What you need to do:
A: Reproduce the ARP/wARP excerpt word for word from "- Automatic tracing" to "2.5 Å or higher.".
B: List the headings of the numbered applications that appear in the ARP/wARP excerpt.

Exercise text:
###
So they can be quite happily used as guides for rebuilding.
Please note, that for difficult cases approaches such as described for application
#4 might work better even when starting from a molecular replacement solution.
- 2.
- Improvement of MIR(AS) phases
ARP/wARP can be used to build a protein-like model consisting of a set of
non-connected atoms (free atoms model) into a MIR map.
This model is then refined as described above for #1.
- 3.
- Averaging of multiple refinements
ARP/wARP can be used to prepare models and command scripts for several independent
refinement runs as described for #1 and #2. The results are then processed in such
a way that each reflection is given a weighted average phase,
alphawARP, and a figure of merit, FOMwARP.
The results, especially for modest resolution, are better compared to a single
ARP/wARP refinement. The (F_o, alphawARP, FOMwARP)
map is then calculated and should be inspected. Resolution of the data should be
2.3 Å or higher.
- 4.
- Automatic tracing of the density map and model building
This is not available as part of the CCP4 distribution of ARP/wARP. Please
visit the ARP/wARP homepage at
http://www.arp-warp.org to obtain
the full distribution from the authors.
- 5.
- Building of the solvent structure
If the initial model is more or less correct, i.e. an R factor of about 30 % or less,
and essentially only the solvent needs to be improved, restrained (standard) reciprocal
space refinement is carried out with ARP/wARP performing automatic adjustment of the
solvent structure. Resolution of the data should be 2.5 Å or higher.
###
Provided data:
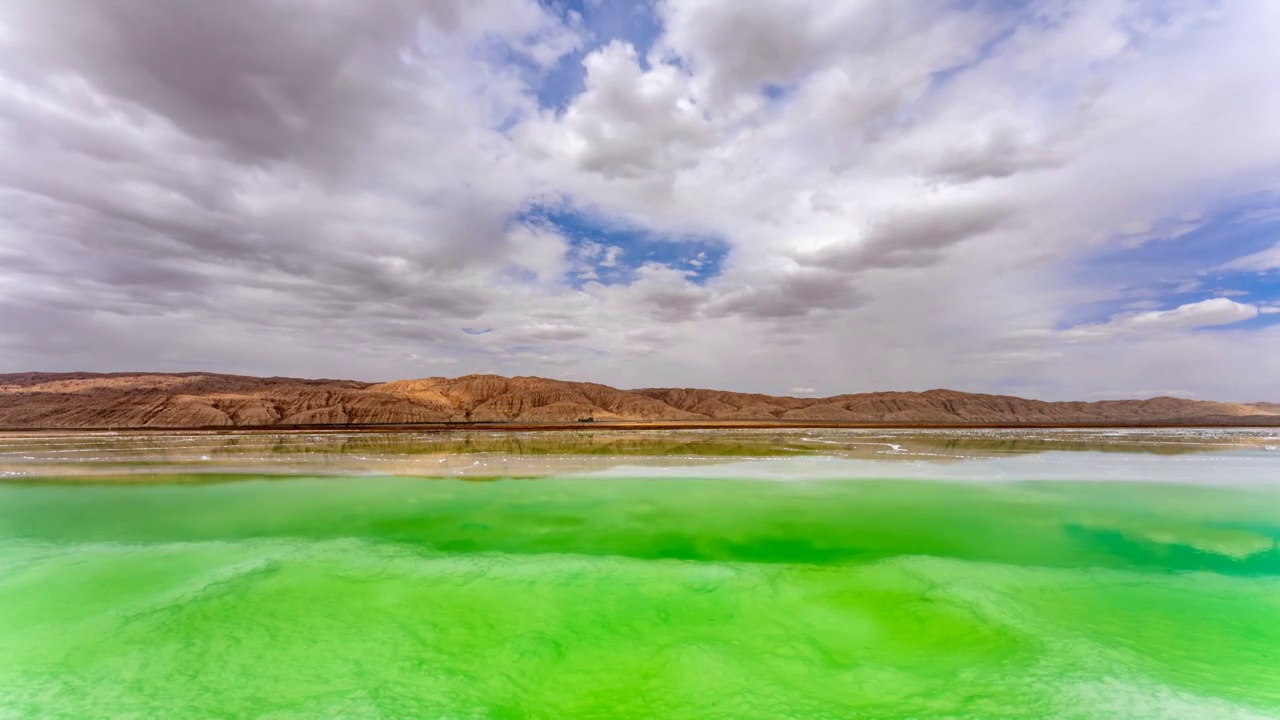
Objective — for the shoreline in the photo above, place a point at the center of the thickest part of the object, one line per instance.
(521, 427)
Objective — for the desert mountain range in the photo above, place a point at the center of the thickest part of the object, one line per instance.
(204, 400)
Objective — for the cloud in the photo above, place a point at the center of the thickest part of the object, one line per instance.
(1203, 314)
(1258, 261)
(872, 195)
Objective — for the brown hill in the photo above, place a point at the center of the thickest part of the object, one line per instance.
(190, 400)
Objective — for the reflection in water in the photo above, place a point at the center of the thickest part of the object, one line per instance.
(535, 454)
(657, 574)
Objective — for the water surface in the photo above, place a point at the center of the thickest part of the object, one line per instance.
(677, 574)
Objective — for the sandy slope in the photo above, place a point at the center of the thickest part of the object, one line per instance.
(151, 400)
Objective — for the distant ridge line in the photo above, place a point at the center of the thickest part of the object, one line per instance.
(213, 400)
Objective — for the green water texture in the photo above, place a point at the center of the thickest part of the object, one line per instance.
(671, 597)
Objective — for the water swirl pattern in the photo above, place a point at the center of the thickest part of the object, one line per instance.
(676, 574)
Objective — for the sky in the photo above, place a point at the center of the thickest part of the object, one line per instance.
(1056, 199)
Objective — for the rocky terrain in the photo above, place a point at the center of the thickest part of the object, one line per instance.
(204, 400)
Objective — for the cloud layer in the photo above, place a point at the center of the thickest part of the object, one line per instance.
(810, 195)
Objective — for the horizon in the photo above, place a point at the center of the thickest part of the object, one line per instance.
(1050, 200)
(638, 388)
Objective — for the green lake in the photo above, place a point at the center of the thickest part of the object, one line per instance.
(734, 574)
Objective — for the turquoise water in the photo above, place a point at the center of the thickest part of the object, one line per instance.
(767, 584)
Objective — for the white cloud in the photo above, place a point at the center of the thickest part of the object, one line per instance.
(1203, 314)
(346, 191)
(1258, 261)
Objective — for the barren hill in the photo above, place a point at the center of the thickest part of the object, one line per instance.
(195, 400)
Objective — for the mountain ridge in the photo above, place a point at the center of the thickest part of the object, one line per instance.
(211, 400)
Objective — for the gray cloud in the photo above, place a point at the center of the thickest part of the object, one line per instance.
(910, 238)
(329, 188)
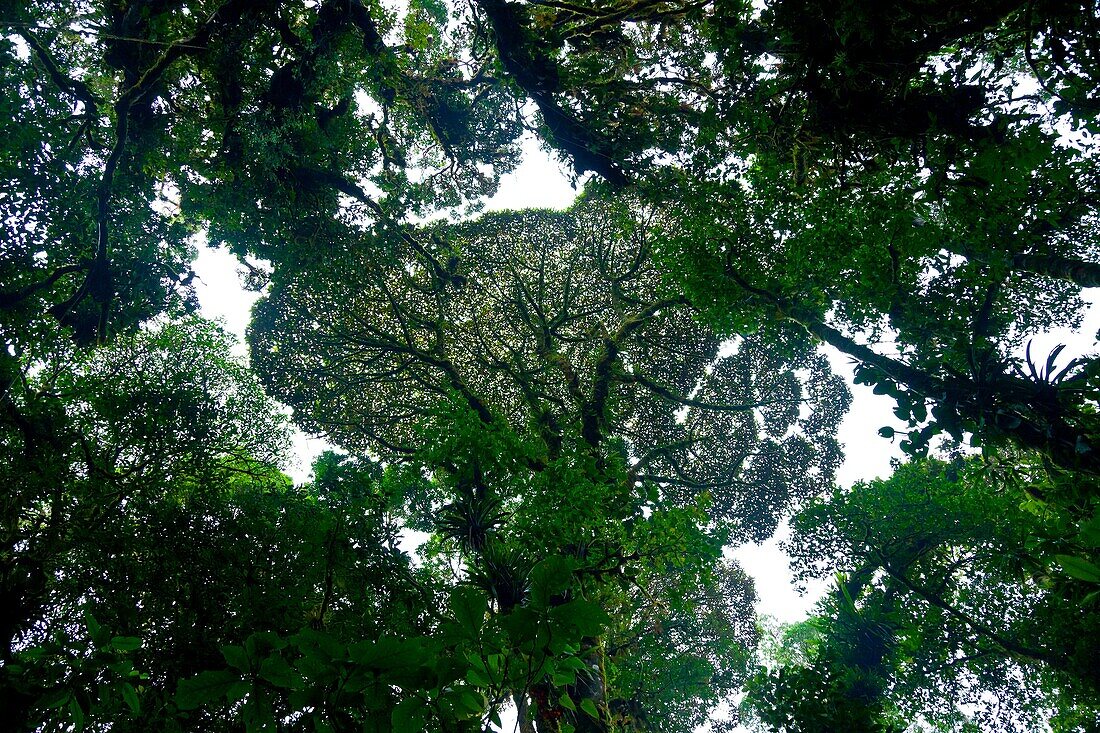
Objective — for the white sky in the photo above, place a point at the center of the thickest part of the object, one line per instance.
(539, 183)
###
Solutions to the problems:
A:
- Automatic tracing of the density map and model building
This is not available as part of the CCP4 distribution of ARP/wARP. Please
visit the ARP/wARP homepage at
http://www.arp-warp.org to obtain
the full distribution from the authors.
- 5.
- Building of the solvent structure
If the initial model is more or less correct, i.e. an R factor of about 30 % or less,
and essentially only the solvent needs to be improved, restrained (standard) reciprocal
space refinement is carried out with ARP/wARP performing automatic adjustment of the
solvent structure. Resolution of the data should be 2.5 Å or higher.

B:
- Improvement of MIR(AS) phases
- Averaging of multiple refinements
- Automatic tracing of the density map and model building
- Building of the solvent structure